Before Scofield, Before Herzl, Christianity Has Always Been Zionist [2/2]
To read the first chapter, please click here.
Long before Scofield: Three centuries of pre-dispensational Zionism
Critics often (wrongly) claim that Christian Zionism began with 19th-century dispensationalists like John Nelson Darby or the Scofield Reference Bible. History says otherwise. By the time Rev. William Blackstone in 1891 and Rev. C.I. Scofield in 1909 popularized the idea that the Jewish return to Palestine was biblically mandated, Christian Zionist fervor had already been flourishing for hundreds of years.
The 18th and 19th centuries abound with Christian theologians and leaders who pressed for a Jewish restoration well before modern dispensationalism made it fashionable. For example, the great American preacher Jonathan Edwards (1703-1758), though a Calvinist and postmillennialist (not a dispensational premillennialist), vigorously affirmed from Scripture that the Jews would one day “be reconciled to their divine Parent, regain their ancient homeland, [and] establish a polity there” in fulfillment of prophecy. Edwards even criticized his hero Calvin for “overlooking the plain meaning” of the Hebrew Scriptures regarding Israel.
Meanwhile in Britain, James Bicheno (1752-1831), a Baptist minister, published The Restoration of the Jews in 1800 urging the English government to actively promote the return of Jews to their land. Bicheno was perhaps the first to call for Britain’s foreign policy to include the restoration of Israel.
He was soon followed by Lord Shaftesbury (Anthony Ashley-Cooper, 1801-1885), one of the Victorian era’s most prominent evangelical statesmen. Shaftesbury, guided by his reading of prophecy, tirelessly advocated for a Jewish homeland in Palestine. It was Shaftesbury who coined the slogan “A country without a nation for a nation without a country,” and his lobbying helped lay the groundwork for Britain’s pro-Zionist Balfour Declaration of 1917.

- GIVEN PROBLEM -
Write out the essay on Christian Zionism verbatim, starting at the words "Long before Scofield: Three" and stopping after "hundreds of years.". The records come from a different source than the essay.

- DATASET CONTENT -
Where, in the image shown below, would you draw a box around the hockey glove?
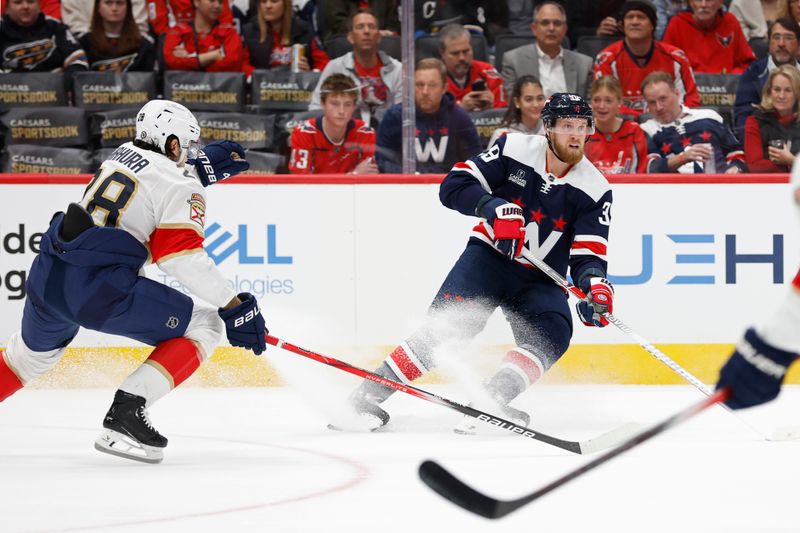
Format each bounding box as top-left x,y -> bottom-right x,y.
188,141 -> 250,187
219,292 -> 269,355
480,198 -> 525,259
717,328 -> 797,409
575,277 -> 614,328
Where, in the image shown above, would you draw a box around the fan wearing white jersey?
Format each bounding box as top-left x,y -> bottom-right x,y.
0,100 -> 266,463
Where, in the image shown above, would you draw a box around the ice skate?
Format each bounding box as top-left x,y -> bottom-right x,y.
328,393 -> 389,431
94,390 -> 167,464
453,396 -> 531,435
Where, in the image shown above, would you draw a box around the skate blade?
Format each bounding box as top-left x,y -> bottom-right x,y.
328,413 -> 386,433
94,429 -> 164,464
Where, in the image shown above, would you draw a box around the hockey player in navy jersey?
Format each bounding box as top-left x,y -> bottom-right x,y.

- REPLY -
Long before Scofield: Three centuries of pre-dispensational Zionism
Critics often (wrongly) claim that Christian Zionism began with 19th-century dispensationalists like John Nelson Darby or the Scofield Reference Bible. History says otherwise. By the time Rev. William Blackstone in 1891 and Rev. C.I. Scofield in 1909 popularized the idea that the Jewish return to Palestine was biblically mandated, Christian Zionist fervor had already been flourishing for hundreds of years.